- [TASK TO COMPLETE]: Reproduce every item below word for word, keeping their order.
>> START DATA PROVIDED
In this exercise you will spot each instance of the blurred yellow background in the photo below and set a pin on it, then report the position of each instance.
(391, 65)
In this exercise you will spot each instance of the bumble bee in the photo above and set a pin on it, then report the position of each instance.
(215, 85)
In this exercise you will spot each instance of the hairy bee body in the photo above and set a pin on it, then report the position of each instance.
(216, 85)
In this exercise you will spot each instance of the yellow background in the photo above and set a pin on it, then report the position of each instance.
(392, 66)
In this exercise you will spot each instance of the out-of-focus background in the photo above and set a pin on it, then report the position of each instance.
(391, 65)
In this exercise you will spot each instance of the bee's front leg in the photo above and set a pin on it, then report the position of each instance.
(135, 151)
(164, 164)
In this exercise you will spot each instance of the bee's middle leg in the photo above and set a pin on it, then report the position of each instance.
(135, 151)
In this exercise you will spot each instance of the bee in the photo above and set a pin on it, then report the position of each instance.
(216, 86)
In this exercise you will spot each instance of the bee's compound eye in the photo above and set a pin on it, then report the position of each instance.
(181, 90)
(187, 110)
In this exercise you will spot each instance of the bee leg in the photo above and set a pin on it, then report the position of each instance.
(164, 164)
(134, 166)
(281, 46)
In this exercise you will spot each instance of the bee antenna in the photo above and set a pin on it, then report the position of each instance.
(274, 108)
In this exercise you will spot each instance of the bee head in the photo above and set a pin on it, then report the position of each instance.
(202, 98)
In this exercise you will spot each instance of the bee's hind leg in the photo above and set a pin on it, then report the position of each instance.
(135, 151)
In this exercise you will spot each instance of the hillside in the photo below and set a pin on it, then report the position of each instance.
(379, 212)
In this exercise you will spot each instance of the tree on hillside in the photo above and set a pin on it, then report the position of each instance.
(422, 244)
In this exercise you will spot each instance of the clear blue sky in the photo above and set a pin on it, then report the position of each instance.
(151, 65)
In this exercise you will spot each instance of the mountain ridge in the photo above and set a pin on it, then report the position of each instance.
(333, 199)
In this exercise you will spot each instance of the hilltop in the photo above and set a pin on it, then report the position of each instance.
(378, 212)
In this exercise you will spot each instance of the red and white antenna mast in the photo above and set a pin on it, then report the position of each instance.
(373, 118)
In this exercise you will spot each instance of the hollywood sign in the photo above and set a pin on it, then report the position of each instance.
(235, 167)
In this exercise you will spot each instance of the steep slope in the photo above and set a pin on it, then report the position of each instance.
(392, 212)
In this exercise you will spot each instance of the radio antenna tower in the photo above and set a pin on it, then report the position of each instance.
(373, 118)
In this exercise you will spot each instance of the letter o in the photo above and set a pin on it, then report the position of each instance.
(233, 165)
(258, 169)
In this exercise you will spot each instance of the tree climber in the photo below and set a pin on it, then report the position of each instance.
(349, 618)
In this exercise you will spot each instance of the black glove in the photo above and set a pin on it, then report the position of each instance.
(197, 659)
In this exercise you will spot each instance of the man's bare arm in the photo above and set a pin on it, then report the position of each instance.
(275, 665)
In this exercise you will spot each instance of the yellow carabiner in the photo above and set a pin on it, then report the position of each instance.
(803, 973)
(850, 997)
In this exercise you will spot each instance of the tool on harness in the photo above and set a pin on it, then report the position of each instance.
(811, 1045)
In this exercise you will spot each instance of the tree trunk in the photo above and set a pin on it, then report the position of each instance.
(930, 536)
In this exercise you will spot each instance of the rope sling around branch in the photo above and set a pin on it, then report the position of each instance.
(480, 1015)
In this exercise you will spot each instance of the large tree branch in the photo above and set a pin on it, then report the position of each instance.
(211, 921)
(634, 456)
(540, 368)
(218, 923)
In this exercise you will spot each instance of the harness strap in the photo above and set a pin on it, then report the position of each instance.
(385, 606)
>> END DATA PROVIDED
- [WORKED ANSWER]:
In this exercise you will spot each instance of the blurred yellow background in the photo below and set a pin on it, then report the position of each instance.
(391, 65)
In this exercise you will spot each instance of the bumble bee in the photo above and set a pin on it, then report the position of each instance.
(215, 85)
In this exercise you will spot each instance of the hairy bee body in the photo above and set a pin on it, then report the position of each instance.
(216, 85)
In this exercise you will spot each instance of the yellow background in the photo above and set a pin on it, then report the position of each instance.
(392, 66)
In this exercise you will spot each instance of the out-of-focus background in the photo above and set a pin on it, then report the position of each instance.
(391, 65)
In this exercise you will spot each instance of the bee's front leg in the photo above and set a pin on it, then report the position of each instance.
(135, 151)
(164, 164)
In this exercise you will spot each instance of the bee's middle leg in the photo above and set a pin on it, then report the position of each instance.
(135, 151)
In this exercise you will spot each instance of the bee in the photo above and set a pin on it, then report the position of each instance.
(216, 86)
In this exercise you will spot each instance of the bee's compound eye in the photo above and set a pin on it, then report the position of each instance.
(181, 90)
(187, 110)
In this exercise you will spot each instance of the bee leg in the photo above and set a pin on it, then report the position of each instance.
(164, 164)
(134, 166)
(281, 46)
In this exercise you will spot each instance of the bee antenna in the photo above and set a pin on it, then report the position of each instance.
(274, 108)
In this exercise you will spot each instance of the bee head in the photo above and set a pin on it, then report the position of each instance.
(202, 98)
In this exercise you will spot each instance of the bee's hind leg in the photo above and set a pin on it, then report the position of each instance.
(135, 151)
In this exercise you will spot each instance of the hillside in the photo below and set a pin on it, then report the position of each instance.
(379, 212)
In this exercise you will spot each instance of the tree on hillside in the photo above and set a pin on it, then report the position of each instance.
(422, 244)
In this exercise you will spot each instance of the clear blue sky in the photo above and set a pin on it, then report the position of each instance.
(151, 65)
In this exercise you will spot each instance of the mountain ridge in the photo above and set a pin on it, then report the position of each instance.
(333, 199)
In this exercise you will spot each instance of the hilltop in the photo above and set a pin on it, then report the position of each instance.
(378, 212)
In this exercise you will spot each instance of the red and white antenna mast in the photo above and set a pin on it, then report the position of each instance.
(373, 118)
In this exercise you will spot each instance of the hollywood sign in the photo above and set a pin on it, then report the position of each instance.
(235, 167)
In this exercise you will spot each instance of the steep slope in the photo above and set a pin on it, then report the position of each instance.
(392, 212)
In this exercise you will spot each instance of the radio antenna tower in the photo above and set a pin on it, then report the position of each instance.
(373, 118)
In this exercise you will spot each instance of the letter o in the photo above and set a pin on it, then report the position of each instance.
(233, 165)
(258, 169)
In this exercise you will spot each instance of the tree climber in the photo below and set a pin on it, then report the position of each instance.
(349, 618)
In this exercise you will spot each instance of the black glove in the photo above and set a pin on it, then report the position of each instance.
(197, 659)
In this exercise you will spot each instance of the man's bare arm in the photo above and set a pin on it, then report the position of each instance.
(275, 665)
In this exercise you will spot each instance of the yellow carabiner in the photo above and set a pin on it, then report the position of each instance.
(803, 973)
(850, 997)
In this exercise you will spot each instance of the tool on harness in the photo above and set a pin on it, then report the position of each instance.
(811, 1045)
In this exercise you will spot each instance of the tree trunk in the photo above and set a pin on it, then report the position of each instance.
(930, 536)
In this exercise you will spot each instance of the rope sling around branch in the photo above and set a pin on it, then report the position of each instance.
(480, 1015)
In this exercise you will spot each instance of the large tree branch in the photo above and set a pin on it, then report the position of each instance.
(211, 921)
(634, 456)
(540, 368)
(218, 923)
In this exercise you will spot each instance of the harness strap in the photo above and set a pin on it, then report the position of each instance.
(385, 606)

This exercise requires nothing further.